An excerpt from a dataset:

- - - -

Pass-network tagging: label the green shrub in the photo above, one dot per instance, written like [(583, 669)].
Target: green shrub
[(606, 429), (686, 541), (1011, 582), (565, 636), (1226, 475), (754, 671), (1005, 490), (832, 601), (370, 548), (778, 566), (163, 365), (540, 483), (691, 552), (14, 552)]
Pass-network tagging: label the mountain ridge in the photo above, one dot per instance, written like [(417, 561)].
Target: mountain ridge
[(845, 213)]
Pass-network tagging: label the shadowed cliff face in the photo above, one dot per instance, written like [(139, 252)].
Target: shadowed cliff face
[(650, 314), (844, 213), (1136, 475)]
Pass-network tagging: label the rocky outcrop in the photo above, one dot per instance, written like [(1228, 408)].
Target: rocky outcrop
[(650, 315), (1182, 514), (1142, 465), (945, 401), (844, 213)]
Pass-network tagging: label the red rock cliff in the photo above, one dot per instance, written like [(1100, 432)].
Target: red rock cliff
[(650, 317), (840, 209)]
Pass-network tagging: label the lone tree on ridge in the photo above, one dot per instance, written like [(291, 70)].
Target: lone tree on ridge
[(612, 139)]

- - - -

### What you should do
Reproduce every one of the rows above, requests included, raising each point coordinate in the answers by 17. Leave the numbers in the requests and their format samples unchanged.

### Answer to this exercise
Pass-network tagging: label the green shrub in the photo above, one dot per instance, written like [(583, 669)].
Target: green shrub
[(623, 446), (703, 558), (1028, 599), (582, 653), (1243, 492), (771, 688), (1022, 507), (849, 618), (387, 565), (795, 583), (180, 382), (557, 500), (708, 569), (31, 569)]
Pass-network tagging: label the mountain ridge in the photo above, one dot per instance, written like [(417, 561)].
Target: mountain ridge
[(862, 230)]
Pass-network tagging: label the shadowed cliff face in the photo above, one dot per instance, written like [(139, 252)].
Target: shadowed cliff face
[(667, 331), (861, 230), (1153, 492)]
Pass-network tagging: label the rocky outcrop in the photo above, one dot per instance, written like [(1228, 408)].
Target: rocky outcrop
[(667, 332), (1199, 531), (1159, 482), (962, 418), (861, 230)]
Pass-network tagging: label the red rock cliff in the photo above, one dot per instance, written like [(1100, 432)].
Target: red rock cliff
[(667, 334), (857, 226)]
Pass-network tagging: label the lone tree on ridge in the photo above, one dot per instance, written like [(291, 70)].
Target: lone tree on ridge
[(629, 156)]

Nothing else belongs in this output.